Directive:
Copy out every line of the data from the line containing "Expected: one point per instance of the thumb, each" through the end, and only those lines. Keep each line the same except for the point coordinates: scale each one by 2.4 and round it to a whole number, with halves rounding up.

Raw data:
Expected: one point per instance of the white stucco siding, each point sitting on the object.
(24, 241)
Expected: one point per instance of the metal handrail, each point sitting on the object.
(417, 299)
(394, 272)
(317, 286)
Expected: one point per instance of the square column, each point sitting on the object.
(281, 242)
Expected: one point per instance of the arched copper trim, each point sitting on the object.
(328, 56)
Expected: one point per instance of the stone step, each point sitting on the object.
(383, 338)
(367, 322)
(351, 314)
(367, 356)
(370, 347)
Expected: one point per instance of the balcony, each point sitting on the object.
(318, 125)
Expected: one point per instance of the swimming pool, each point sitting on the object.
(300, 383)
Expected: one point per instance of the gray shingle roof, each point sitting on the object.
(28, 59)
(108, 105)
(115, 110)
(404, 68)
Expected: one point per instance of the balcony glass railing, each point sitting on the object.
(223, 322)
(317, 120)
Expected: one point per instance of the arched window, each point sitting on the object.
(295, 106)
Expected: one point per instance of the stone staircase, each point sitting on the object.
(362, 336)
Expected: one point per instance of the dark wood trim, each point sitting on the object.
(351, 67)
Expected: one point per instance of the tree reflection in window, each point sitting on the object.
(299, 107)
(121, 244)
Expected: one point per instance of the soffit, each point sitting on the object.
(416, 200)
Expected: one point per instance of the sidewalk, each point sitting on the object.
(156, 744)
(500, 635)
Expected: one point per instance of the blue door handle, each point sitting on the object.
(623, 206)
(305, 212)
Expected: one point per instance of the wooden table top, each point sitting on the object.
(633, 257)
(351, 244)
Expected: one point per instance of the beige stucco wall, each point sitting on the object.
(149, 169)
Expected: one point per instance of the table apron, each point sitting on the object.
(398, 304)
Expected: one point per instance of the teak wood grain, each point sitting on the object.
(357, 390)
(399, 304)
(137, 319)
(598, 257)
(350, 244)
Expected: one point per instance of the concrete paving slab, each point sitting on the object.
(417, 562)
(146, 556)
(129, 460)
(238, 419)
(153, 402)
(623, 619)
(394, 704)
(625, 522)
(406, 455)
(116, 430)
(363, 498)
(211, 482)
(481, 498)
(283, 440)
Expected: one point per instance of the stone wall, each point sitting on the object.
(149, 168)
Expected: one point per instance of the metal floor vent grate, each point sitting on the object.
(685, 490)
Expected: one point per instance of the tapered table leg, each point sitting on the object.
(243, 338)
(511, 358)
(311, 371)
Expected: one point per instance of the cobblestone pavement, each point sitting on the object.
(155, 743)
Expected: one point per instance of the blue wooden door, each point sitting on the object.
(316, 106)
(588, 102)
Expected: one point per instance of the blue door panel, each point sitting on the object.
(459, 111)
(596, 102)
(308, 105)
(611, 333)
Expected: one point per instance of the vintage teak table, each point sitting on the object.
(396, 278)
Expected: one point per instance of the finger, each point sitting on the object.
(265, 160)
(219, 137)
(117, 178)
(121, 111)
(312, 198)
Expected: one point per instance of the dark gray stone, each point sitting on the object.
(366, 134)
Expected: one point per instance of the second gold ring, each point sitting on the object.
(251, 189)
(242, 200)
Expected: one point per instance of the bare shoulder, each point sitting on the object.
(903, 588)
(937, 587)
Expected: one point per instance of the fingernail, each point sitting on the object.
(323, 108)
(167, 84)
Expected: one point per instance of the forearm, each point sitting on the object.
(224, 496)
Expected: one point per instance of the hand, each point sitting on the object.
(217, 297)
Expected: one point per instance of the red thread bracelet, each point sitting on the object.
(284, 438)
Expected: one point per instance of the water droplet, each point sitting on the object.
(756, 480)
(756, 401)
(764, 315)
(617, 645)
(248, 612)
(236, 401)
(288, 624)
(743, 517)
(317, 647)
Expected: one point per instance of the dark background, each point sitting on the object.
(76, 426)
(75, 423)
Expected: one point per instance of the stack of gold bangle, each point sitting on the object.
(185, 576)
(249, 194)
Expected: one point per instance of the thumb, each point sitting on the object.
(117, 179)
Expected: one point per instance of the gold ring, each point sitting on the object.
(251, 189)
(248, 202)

Output of the exercise:
Expected: one point per instance of the thumb, each point sitting on the object.
(281, 430)
Expected: one point per instance of the gold ring, each point sitting on the object.
(602, 454)
(595, 485)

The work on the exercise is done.